begin Passage to read

Variety would have rewritten the script, “this just
misses sock proportions,” it would have preferred a Gone with the Wind
ending.
The title
character is “socially and sexually transgressive” in Time Out
Film Guide.
Halliwell’s
Film Guide simplifies matters
greatly, “superb star melodrama... dealt with in high style”.
Wuthering Heights
Wyler’s
monumental erotic masterpiece takes its form from its English settings, ancient
Yorkshire, Rome and industrial Liverpool, all of which are visible in
Brontë’s scenes on the moors.
A limb of Satan
is snatched from the mills and deposited at the jovial house, Penistone Crag is
discovered, the great house nearby has a classic allure, and all the
machinations but serve to expose the real condition of life for which the
strata of history are meaningless.
Variety thought this was gloomy, but Nugent of the New
York Times seems to have grasped it. Even the shell-like ornamentation
above the window at Thrushcross Grange affords a view of the dapple-point crag
on the top of the hill and its lower shadows.
The dramatic
consequences of so much misunderstanding again give rise to cruelties far
beyond the more refined “severities” noted by Godard, and cause
Sarris to speak of “misanthropy” and “lack of feeling”,
when it is a question of Edgar Linton’s whole life collapsing at his
feet, for example, and the extreme discretion of Wyler’s treatment, a
surfeit of feeling and something more than pity.
The astounding
speed at which Wyler organizes his shots, combined with his meticulousness of
preparation, constitute a style very much like early Hitchcock’s in the
one way, that each shot brings more to the film than can be apperceived all at
once, and every shot repays study.
Wuthering
Heights is a highly influential film, there are those who have taken note of it. Two boudoir
scenes come strikingly to mind, Isabella’s
prefiguring Big Mama on “the marriage bed” in Cat on a Hot Tin
Roof, and Cathy’s at the climax when Heathcliff approaches profil
perdu as in Scarlet Street.
The Westerner
The holy terror
of this film brings on Wyler’s archetypal character, the man of reason who,
in this instance, is ultimately forced to act, but later becomes
“refined” almost but not quite “out of existence.”
The mirror of
analysis is Chaplin’s The Great
Dictator, in the vast stretches of great comedy, the doubling
(Wyler’s Hannah is gradually identified with the Jersey Lily), and the
direct consequences of the problem so perceived.

end Passage to read
begin Raw records

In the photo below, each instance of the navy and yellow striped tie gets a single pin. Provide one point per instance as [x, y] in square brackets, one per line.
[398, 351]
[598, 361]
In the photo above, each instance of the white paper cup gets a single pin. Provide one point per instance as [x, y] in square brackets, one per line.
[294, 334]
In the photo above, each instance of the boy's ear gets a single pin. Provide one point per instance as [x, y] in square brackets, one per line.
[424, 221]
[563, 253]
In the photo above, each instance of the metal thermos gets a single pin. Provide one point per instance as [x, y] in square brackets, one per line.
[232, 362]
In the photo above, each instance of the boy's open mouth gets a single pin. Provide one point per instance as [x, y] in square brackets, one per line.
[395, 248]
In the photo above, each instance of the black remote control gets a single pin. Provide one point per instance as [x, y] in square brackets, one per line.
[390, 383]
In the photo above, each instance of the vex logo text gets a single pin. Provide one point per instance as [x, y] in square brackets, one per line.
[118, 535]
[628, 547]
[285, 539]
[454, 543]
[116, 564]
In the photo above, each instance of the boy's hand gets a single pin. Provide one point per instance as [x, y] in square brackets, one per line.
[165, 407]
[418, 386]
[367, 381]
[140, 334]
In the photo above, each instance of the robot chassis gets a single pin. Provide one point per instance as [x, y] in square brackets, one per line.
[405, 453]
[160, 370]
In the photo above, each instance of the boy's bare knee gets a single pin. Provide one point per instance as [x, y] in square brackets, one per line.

end Raw records

Transcribe the text on Wyler's films above, from "Halliwell’s" to "on the moors.".

## Correct response
Halliwell’s
Film Guide simplifies matters
greatly, “superb star melodrama... dealt with in high style”.
Wuthering Heights
Wyler’s
monumental erotic masterpiece takes its form from its English settings, ancient
Yorkshire, Rome and industrial Liverpool, all of which are visible in
Brontë’s scenes on the moors.